PASSAGE SHOWN.
>>>>>
Consumer organization says internal documents show public inquiry needed
Erica Johnson · CBC News · Posted: May 01, 2019 5:00 AM ET
Several bank employees are speaking out, angered by recent revelations that a report on banking sales tactics was weakened after the regulator shared a draft copy with the banks and federal government.
They contacted Go Public to reveal why they think upselling wasn’t widely detected during a lengthy review of misleading sales tactics by the regulator — slamming the bank review as inaccurate, inappropriate and a PR exercise.
The employees provided internal documents disclosing aggressive upselling they said isn’t obvious and said they were frustrated by a recent Go Public story that showed a report released by the Financial Consumer Agency of Canada last year had key consumer protections eliminated after early drafts were shared with the federal Finance Department and the big banks.
“When I saw the regulator gave the report to the banks, I couldn’t believe it,” a CIBC call centre employee wrote to Go Public. “I had to reach out to you.”
CBC has confirmed the identity of bank employees in this story, but is not revealing them to protect their employment.
The regulator told Go Public it gave banks a draft report so they could identify factual errors. The review was conducted in 2017 and culminated in a report released on March 20, 2018.
The FCAC’s handling of its bank review is grounds for a public inquiry into the regulator and Canada’s financial services, says the Small Investor Protection Association (SIPA), a consumer advocacy organization.
“It’s proof that the Department of Finance is complicit with the FCAC and is deceiving the public,” SIPA president Stan Buell told Go Public.
‘Exercise in public relations’
The CIBC call centre employee says she was one of the people interviewed by the FCAC as part of its review.
The regulator interviewed some 200 bank employees at various branches of BMO, CIBC, RBC, TD, Scotia and National Bank as well as 400 more employees — some of whom, worked at banking call centres.
“That whole interview was an exercise in public relations,” she says.
She says during the interview, she wasn’t transparent about the pressure to meet sales targets, because she worried the process wasn’t confidential.
“Did I tell them we were pushing sales hard? No way,” she says. “How did I know that wouldn’t get back to someone?”
She says she has sold things to help the bank’s bottom line and meet sales targets, but has made it seem as though it is in the best interest of the client. “At every telephone banking level, we are trying to sell to the client.”
<<<<<
EXERCISES TO COMPLETE.
**a.** In the bank sales article, reproduce the stretch from "The regulator interviewed" through "process wasn’t confidential.", changing "confidential" to "anonymous".
**b.** According to the bank sales article, on what date was the regulator's report on its review released?
**c.** Resume the bank sales article, picking up right after its final sentence.

DATA SECTION.
>>>>>
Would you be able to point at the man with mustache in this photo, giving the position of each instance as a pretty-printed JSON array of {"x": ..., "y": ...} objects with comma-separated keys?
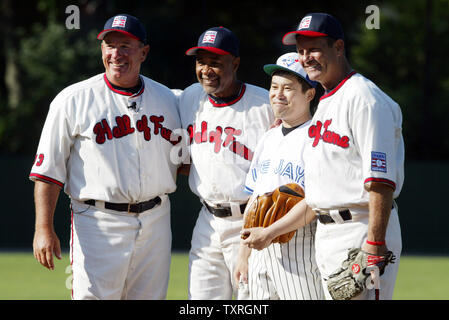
<<<<<
ANSWERS BY TASK.
**a.**
The regulator interviewed some 200 bank employees at various branches of BMO, CIBC, RBC, TD, Scotia and National Bank as well as 400 more employees — some of whom, worked at banking call centres.
“That whole interview was an exercise in public relations,” she says.
She says during the interview, she wasn’t transparent about the pressure to meet sales targets, because she worried the process wasn’t anonymous.

**b.** March 20, 2018.

**c.**
She says she had to vent, after learning the regulator’s report was weakened, after early versions were sent to banks and government.
“It just made me really angry, reading what went on behind the scenes,” she says.
In an email to Go Public, CIBC’s director of public affairs Trish Tervit says the bank “supplied complete org charts” to the FCAC.
“The bank did not select which employees were interviewed as part of the FCAC’s industry-wide review,” wrote Tervit. “Putting clients at the centre of all we do is our priority every day. We have a strong, client-focused culture and we continuously review our business to ensure we do what’s right for our clients.”
How upselling goes undetected
A Scotiabank financial adviser says he thought it was inappropriate for the FCAC to let banks see the draft report.
“The banks shouldn’t have had any say in it, in any way,” he says. “That’s shocking to me.”
He says his sales targets have sharply increased since last November. He says employees are upselling customers simply to meet sales targets, but that much of that harm would be impossible for the regulator to detect.
He provided a screenshot of an internal website, showing that the higher an interest rate an employee quotes a customer on a mortgage, the more sales units they earn towards their target.
Scotiabank employees earn more sales units if they convince customers to take a mortgage with a higher interest rate.
“They [customers] don’t know they could’ve got a lower mortgage rate,” says the financial adviser. “I don’t know how upselling would ever be tracked.”
Another example of upselling he said the regulator couldn’t detect is the way employees are encouraged to move clients away from investing in GICs and steer them into mutual funds, which provide guaranteed annual fees for the bank.
To meet sales targets, he says he pushes mutual funds because he gets double the amount of credit.
“That can be harmful to customers,” he says, “because a mutual fund might not make sense.”
In an email to Go Public, Scotiabank director of Canadian banking communications Patricia Hsiung wrote, “Any reports that Scotiabank has set aggressive sales targets are inaccurate and misleading. Scotiabank remains committed to delivering an exceptional, transparent and trustworthy experience for our customers that prioritizes our relationships over products.”
She also wrote that the bank considers “customer feedback from more than one million surveys yearly” and is making, “great strides in driving towards industry leadership in overall customer satisfaction.”
FCAC report ‘not accurate’
Another Scotiabank financial adviser working in a different city also contacted Go Public to say he was disturbed to see the regulator’s report was weakened after it went to government and the banks, and that the regulator’s claim that it did not find that bank customers were widely harmed — is not accurate.
He provided documents showing his sales targets had significantly increased as of last fall.
“The pressure is enormous,” he says. “We’re lying to our clients. Upselling all the time. You don’t want to do it, but if you don’t, you’ll lose your job.”
He says the regulator wouldn’t know his manager tells him to gloss over the fees attached to a mutual fund.
“People will back out if they know there’s risk involved, or fees,” he says.
He says he also increases credit card limits because he’s under pressure to hit sales targets, but the FCAC wouldn’t be able to tell that either, by looking at files.
“If they [bank customer] have an existing card with a $5,000 credit limit, I’ll say, ‘I see you’re pre-approved for $10,000, let’s attach that to your file,'” he says. “I don’t ask the client if that’s a good thing for them, in case they say no. I need to make points for my sales target.”
Call for public inquiry
News that the banking regulator provided draft copies of its review into aggressive sales tactics to government and the banks has prompted renewed calls for a public inquiry into financial services and the FCAC from the Small Investor Protection Association.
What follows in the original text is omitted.